**ACTIONS TO TAKE**
[1] List every region that the passage on Bell's inequality names.
[2] Carry on the passage about Bell's inequality from its final sentence.

──────── EXCERPTED TEXT ────────

From the tests above, we can now accept that the polarization of each particle is the same. Let us assume that whether the particle will pass through one of the filters A, B, and C is, as Einstein suggests, determined before the measurement, it is a hidden variable. Then each pair of photons “knows” in advance what it will do when it encounters a filter, and we can express the 8 combinations as such:
| Pass Filter A | Pass Filter B | Pass Filter C |
| Y | N | N |
| Y | Y | N |
| Y | N | Y |
| Y | Y | Y |
| N | N | N |
| N | Y | N |
| N | N | Y |
| N | Y | Y |
Now each one the combinations may not have the same probability, but certainly whatever the test the result is the properties of the photon we are testing MUST be on this list. The experiment involves taking a lot of measurements using a random pair of these filters for each of the entangled photons and counting for each pair how often the measured value is different; meaning I randomly select Filter A and Filter B, what percent of the time does this result in one detector being on and the other detector being off. This may seem like an unusual thing to measure, but using some clever logic these measurements allow us to make a statement about what we should expect to find. This “expectation” is what Bell’s Inequality is. I will represent it visually to make it more intuitive then the math otherwise is:
What I am representing in Region I is the the result of measuring that Filters A and B detect different responses. Likewise Region II for Filters C and B. It should seem rather intuitive that if we add those two results together it should be less than or equal to region III. Similarly obvious is that Region IV using Filter A and C should be less than Region III. This is clearly what we would expect if we were performing this on, what I like as my favorite example, a playground of kids wearing hats, scarves and/or gloves. This would suggest the number of those wearing hats and not scarves (or the reverse) + those wearing gloves and not scarves (or the reverse) must be greater than or equal to the number of kids wearing hats and not gloves (or the reverse). Personally I find the visual above easier to grasp than any cute verbal examples.

──────── DATA SHOWN ────────

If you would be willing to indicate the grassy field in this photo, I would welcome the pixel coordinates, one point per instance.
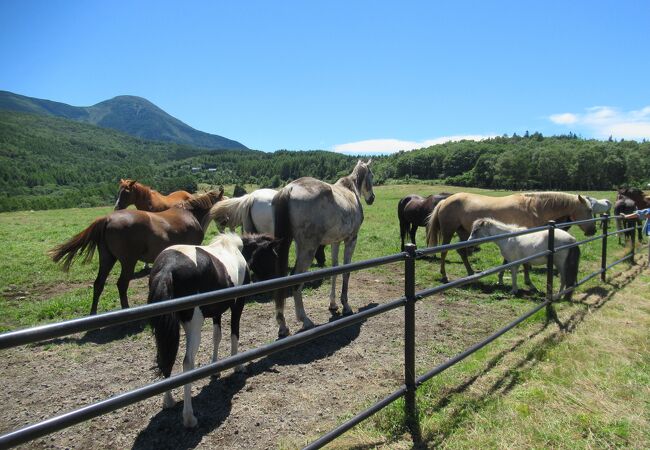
(455, 409)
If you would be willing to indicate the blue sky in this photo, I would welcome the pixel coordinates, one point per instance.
(351, 76)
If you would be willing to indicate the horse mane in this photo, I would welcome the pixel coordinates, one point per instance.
(227, 239)
(201, 201)
(510, 226)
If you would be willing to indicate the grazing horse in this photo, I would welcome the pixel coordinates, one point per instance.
(601, 206)
(314, 213)
(518, 247)
(146, 199)
(458, 212)
(413, 211)
(131, 235)
(254, 212)
(182, 270)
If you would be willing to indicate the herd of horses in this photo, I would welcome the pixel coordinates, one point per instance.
(168, 231)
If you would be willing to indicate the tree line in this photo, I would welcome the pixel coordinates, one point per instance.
(48, 162)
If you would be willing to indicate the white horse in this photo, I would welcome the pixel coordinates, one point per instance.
(601, 206)
(254, 213)
(314, 213)
(518, 247)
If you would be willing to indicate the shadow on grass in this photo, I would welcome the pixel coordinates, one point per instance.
(461, 408)
(213, 404)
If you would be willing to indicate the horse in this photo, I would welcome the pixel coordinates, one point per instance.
(601, 206)
(131, 235)
(413, 211)
(457, 213)
(625, 205)
(314, 213)
(182, 270)
(146, 199)
(254, 213)
(513, 248)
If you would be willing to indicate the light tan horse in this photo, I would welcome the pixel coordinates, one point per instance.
(146, 199)
(457, 214)
(131, 235)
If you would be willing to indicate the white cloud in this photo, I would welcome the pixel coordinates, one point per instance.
(605, 121)
(376, 146)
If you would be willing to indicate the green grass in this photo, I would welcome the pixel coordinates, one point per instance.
(548, 391)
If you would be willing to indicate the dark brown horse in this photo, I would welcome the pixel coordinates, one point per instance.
(146, 199)
(629, 200)
(131, 235)
(413, 211)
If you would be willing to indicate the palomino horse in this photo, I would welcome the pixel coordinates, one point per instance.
(458, 212)
(131, 235)
(518, 247)
(413, 212)
(314, 213)
(254, 213)
(182, 270)
(146, 199)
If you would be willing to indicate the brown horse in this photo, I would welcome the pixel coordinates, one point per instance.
(146, 199)
(131, 235)
(413, 212)
(458, 212)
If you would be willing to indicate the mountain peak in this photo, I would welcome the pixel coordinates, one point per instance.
(129, 114)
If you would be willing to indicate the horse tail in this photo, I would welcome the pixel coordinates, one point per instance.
(403, 227)
(571, 269)
(166, 328)
(433, 226)
(83, 243)
(233, 212)
(283, 230)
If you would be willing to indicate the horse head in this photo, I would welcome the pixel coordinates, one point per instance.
(364, 180)
(126, 194)
(583, 211)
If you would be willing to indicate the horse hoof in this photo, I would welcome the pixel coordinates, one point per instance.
(190, 422)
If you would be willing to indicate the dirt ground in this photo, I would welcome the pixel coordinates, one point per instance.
(282, 401)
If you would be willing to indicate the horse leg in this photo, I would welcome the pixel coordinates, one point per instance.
(304, 257)
(126, 274)
(527, 280)
(106, 263)
(216, 339)
(335, 262)
(235, 316)
(513, 272)
(412, 231)
(347, 258)
(193, 339)
(463, 252)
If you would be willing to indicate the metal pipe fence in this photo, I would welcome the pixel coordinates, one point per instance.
(411, 380)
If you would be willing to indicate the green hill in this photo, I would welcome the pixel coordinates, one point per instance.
(132, 115)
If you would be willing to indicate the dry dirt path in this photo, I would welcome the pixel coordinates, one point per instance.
(284, 400)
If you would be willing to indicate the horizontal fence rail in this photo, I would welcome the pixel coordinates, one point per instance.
(55, 330)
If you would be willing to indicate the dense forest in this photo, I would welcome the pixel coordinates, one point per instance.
(48, 162)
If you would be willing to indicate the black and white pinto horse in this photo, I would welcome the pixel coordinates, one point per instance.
(182, 270)
(313, 213)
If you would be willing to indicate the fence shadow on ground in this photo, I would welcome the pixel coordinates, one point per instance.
(213, 404)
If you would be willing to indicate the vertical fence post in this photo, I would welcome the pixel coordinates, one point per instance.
(409, 340)
(550, 310)
(633, 240)
(603, 257)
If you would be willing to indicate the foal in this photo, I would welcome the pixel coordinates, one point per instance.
(518, 247)
(182, 270)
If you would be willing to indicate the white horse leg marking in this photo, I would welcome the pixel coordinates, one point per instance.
(347, 258)
(335, 262)
(513, 273)
(193, 338)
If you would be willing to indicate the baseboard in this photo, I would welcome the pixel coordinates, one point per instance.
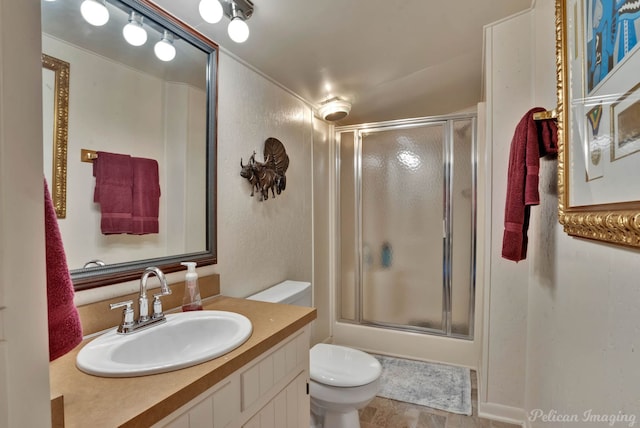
(499, 412)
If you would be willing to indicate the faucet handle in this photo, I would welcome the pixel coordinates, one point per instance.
(157, 306)
(127, 314)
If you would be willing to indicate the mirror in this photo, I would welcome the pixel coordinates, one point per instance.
(55, 112)
(123, 99)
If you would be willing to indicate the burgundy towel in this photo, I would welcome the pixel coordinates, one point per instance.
(65, 330)
(531, 140)
(146, 196)
(114, 190)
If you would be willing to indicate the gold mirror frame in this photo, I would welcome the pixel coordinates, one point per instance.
(60, 132)
(617, 223)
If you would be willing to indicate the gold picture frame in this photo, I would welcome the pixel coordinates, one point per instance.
(599, 198)
(60, 110)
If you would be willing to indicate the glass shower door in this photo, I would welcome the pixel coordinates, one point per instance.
(402, 210)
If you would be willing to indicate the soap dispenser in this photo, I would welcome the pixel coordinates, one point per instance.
(192, 300)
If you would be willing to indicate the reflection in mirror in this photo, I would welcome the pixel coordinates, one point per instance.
(55, 111)
(124, 99)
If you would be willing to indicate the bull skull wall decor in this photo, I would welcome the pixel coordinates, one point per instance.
(269, 174)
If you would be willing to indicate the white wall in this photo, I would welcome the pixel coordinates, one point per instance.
(583, 327)
(562, 326)
(323, 209)
(261, 243)
(509, 95)
(24, 352)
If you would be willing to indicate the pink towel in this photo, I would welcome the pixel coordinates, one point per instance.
(531, 140)
(114, 191)
(146, 196)
(65, 330)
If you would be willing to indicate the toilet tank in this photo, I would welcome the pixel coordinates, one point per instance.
(289, 292)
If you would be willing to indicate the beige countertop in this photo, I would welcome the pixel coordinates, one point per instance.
(141, 401)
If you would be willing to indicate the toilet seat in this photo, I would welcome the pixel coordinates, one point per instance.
(339, 366)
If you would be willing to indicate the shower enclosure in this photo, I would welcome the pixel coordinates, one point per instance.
(407, 224)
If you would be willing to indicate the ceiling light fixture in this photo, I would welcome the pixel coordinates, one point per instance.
(334, 109)
(238, 29)
(211, 11)
(164, 49)
(134, 33)
(238, 11)
(94, 12)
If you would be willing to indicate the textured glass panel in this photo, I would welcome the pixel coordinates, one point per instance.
(462, 198)
(402, 197)
(346, 281)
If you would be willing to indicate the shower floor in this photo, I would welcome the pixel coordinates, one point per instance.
(385, 413)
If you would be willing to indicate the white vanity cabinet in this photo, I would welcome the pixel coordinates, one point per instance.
(271, 391)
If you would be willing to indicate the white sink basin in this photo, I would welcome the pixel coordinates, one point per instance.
(186, 339)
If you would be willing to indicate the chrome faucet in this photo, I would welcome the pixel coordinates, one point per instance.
(128, 324)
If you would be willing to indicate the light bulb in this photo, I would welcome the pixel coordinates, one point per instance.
(211, 11)
(238, 30)
(134, 33)
(164, 49)
(94, 12)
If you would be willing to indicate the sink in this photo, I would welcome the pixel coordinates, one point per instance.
(184, 340)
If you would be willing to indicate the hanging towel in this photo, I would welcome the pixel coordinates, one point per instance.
(114, 191)
(65, 330)
(146, 196)
(532, 139)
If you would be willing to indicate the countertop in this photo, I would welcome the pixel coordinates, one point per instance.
(141, 401)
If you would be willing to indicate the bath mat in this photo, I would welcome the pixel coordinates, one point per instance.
(427, 384)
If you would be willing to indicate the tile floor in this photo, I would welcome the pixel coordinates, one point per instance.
(385, 413)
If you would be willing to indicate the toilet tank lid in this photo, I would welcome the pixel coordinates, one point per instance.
(283, 292)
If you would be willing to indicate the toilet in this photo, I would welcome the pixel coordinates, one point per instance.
(343, 380)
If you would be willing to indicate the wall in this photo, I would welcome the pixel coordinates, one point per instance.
(322, 226)
(509, 95)
(562, 327)
(584, 319)
(24, 353)
(261, 243)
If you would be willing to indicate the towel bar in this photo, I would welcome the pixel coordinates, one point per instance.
(88, 155)
(544, 115)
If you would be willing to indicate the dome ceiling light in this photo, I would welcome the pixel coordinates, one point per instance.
(334, 109)
(238, 12)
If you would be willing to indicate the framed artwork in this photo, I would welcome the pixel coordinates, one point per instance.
(598, 58)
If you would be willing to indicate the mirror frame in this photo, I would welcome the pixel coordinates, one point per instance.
(60, 132)
(613, 223)
(111, 274)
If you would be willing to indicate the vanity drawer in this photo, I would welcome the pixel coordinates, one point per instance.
(279, 366)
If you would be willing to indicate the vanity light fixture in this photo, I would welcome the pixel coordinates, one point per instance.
(238, 11)
(164, 49)
(95, 12)
(211, 11)
(334, 109)
(134, 33)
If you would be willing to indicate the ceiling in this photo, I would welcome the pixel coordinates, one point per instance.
(392, 59)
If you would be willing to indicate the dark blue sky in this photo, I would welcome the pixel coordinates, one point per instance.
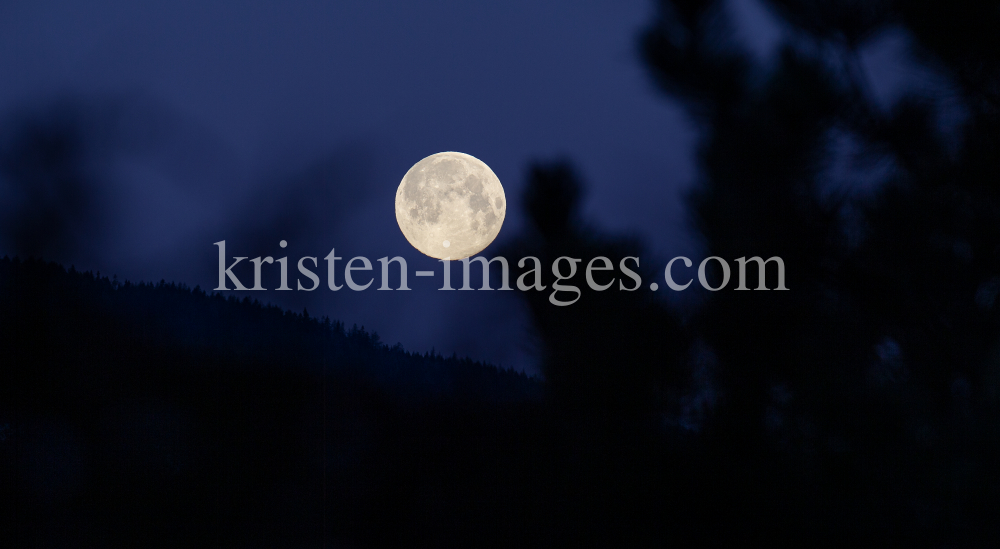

────────

**RESPONSES IN ORDER**
[1] Region I, Region II, Region III, Region IV

[2]
So ok, that makes logical sense if you mull it over a bit, but let me share with you now what the results of the actual experiment show. While any filters can be used, the punchline is most evident if you select the filters of A = 0 degrees, B = 45 degrees, and C = 90 degrees.
- Region I (A & B) = ~15%
- Region II (B & C) = ~15%
- Region IV (A & C) = 50%
Using Bell’s Inequality above Region III must be less than or equal to 30% (15%+15%), but Region III must also be greater than or equal to 50%…. uh oh, that is a clear contradiction, Bell’s Inequality is violated! If you spend some time internalizing this you will come to incredible conclusion that there is no way that Local Realism exists because the photons must NOT have their values defined in advance as one of those 8 conditions. This result is of course predicted by QM because again, once you measure one photon you are actively changing the other photon. Here is a comparison between the correlations predicted by classical vs QM. To understand this better (you can ask me to explain) or you can reference some great material out there but the takeaway is that the prediction of QM is what we surprisingly see in the experiment’s results:
Alright, so what did we learn:
- QM governs how very small things interact and that this is often at odds with our experience with large things.
- QM says that properties at this level exist only as probability until they are measured which defies our intuition of Local Realism.
- QM says that if you know one property about something then you cannot know another property about it, also know as Heisenberg’s uncertainty principle.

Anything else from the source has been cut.